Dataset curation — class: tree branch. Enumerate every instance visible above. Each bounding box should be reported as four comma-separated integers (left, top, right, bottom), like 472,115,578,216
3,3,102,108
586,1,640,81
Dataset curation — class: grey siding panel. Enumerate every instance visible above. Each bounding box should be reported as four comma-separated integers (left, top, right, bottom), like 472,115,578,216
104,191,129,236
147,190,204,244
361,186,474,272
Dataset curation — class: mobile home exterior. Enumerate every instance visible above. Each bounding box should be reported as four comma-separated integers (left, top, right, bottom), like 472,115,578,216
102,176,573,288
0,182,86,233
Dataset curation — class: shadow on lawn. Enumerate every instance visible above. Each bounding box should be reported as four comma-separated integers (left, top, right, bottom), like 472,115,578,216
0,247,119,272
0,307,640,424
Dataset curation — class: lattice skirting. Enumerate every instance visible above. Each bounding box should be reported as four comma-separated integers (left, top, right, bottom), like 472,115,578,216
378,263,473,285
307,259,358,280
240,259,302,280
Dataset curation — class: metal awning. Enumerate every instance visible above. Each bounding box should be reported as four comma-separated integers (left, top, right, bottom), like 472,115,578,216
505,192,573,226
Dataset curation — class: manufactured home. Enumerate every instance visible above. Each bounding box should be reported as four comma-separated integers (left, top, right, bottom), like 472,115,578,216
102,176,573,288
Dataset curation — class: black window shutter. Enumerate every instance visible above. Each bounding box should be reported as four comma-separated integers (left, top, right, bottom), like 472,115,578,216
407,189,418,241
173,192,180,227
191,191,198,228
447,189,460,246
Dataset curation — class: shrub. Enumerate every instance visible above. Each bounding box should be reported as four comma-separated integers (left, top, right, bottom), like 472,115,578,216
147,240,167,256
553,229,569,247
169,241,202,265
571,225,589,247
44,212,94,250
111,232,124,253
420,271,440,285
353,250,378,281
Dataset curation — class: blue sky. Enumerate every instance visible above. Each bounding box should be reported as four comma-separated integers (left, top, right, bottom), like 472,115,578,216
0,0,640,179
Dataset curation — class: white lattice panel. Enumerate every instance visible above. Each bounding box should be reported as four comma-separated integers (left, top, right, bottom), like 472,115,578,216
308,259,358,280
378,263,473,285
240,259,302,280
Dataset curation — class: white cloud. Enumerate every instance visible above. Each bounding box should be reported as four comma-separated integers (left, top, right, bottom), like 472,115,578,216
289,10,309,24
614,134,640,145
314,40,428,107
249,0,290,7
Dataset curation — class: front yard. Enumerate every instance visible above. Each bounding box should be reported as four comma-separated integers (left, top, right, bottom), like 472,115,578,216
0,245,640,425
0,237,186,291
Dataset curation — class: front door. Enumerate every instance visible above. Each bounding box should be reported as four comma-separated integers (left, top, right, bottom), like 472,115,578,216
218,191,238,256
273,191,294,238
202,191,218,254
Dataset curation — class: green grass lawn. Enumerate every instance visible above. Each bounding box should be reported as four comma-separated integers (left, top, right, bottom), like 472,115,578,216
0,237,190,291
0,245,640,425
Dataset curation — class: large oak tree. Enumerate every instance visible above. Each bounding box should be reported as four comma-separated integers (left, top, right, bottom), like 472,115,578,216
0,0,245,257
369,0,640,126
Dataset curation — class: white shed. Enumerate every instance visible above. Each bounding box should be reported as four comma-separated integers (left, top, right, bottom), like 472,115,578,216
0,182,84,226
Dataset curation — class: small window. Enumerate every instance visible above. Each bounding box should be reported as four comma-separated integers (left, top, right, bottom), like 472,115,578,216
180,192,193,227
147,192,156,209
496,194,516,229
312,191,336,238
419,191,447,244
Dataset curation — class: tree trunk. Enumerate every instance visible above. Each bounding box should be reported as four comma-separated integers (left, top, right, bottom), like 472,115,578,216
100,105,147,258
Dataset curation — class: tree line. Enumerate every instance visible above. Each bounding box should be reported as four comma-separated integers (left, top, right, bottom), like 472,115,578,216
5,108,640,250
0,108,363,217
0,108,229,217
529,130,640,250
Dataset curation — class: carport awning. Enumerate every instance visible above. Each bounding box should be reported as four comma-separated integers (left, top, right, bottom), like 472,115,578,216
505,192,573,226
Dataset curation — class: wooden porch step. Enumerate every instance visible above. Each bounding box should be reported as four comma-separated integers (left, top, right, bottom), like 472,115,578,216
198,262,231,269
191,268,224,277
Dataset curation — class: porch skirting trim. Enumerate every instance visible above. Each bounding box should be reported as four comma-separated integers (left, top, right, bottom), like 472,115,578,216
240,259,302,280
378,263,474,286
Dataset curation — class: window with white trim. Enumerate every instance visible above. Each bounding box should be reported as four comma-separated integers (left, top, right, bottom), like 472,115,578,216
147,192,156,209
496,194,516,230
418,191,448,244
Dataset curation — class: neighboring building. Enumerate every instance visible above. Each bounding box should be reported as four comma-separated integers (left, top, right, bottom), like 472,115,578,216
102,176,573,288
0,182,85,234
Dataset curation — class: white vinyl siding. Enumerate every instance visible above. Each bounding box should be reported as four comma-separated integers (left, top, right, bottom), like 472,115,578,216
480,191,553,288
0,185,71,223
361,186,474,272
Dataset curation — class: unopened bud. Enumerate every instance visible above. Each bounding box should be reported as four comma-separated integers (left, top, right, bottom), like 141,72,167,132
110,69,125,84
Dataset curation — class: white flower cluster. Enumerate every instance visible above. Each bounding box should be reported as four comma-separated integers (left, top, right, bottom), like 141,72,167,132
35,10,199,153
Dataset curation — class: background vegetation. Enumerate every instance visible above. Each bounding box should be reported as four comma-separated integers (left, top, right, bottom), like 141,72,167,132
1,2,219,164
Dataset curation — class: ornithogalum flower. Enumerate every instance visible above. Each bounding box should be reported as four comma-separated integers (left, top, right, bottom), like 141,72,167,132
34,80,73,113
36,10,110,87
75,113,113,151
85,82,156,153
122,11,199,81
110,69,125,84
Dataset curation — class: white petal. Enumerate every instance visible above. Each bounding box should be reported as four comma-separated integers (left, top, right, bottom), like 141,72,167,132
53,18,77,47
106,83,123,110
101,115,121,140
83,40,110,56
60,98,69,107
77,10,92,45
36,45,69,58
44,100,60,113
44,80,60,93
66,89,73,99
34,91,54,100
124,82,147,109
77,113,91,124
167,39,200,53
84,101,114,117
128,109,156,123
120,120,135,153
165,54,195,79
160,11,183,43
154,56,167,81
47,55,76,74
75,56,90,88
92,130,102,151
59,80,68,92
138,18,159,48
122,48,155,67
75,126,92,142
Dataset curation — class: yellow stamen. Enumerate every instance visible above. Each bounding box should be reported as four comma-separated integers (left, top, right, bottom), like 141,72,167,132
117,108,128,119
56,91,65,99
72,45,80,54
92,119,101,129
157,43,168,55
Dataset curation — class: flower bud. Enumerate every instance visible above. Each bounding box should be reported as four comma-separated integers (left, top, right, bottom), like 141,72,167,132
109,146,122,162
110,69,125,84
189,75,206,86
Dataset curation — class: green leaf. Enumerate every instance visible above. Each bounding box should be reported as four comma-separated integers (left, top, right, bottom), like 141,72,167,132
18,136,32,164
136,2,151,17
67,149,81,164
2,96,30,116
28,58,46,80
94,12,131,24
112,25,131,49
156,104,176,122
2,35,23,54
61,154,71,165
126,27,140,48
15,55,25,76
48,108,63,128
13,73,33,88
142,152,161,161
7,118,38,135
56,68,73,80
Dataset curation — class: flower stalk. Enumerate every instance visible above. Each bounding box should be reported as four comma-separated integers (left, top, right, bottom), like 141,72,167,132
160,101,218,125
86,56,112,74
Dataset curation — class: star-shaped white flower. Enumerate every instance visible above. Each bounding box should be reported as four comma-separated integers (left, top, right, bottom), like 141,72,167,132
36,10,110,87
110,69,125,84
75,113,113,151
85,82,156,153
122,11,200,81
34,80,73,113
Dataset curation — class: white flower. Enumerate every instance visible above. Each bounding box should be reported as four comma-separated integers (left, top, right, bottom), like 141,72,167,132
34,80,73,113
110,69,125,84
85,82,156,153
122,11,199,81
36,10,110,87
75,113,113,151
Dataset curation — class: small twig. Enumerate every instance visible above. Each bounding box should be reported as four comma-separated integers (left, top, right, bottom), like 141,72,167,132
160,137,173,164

**Instruction**
Begin at the line that has "Dataset curation — class: white shed." and stop after the line that has "419,191,447,244". Give those lines again with "small window" changed to "house window" and everything else left as it is.

**Expected output**
Dataset curation — class: white shed. Enumerate every instance visible above. Each bounding box should be reported as four comma-separated integers (left, top, right, bottom), like 472,115,578,216
0,182,84,226
Dataset curation — class: house window. Enumerate every instance visible above. Each bounding box should be reported as four comma-separated integers (left, top, right, bottom), like 472,115,578,216
180,192,193,227
147,192,156,209
496,194,516,229
312,191,336,238
419,191,447,244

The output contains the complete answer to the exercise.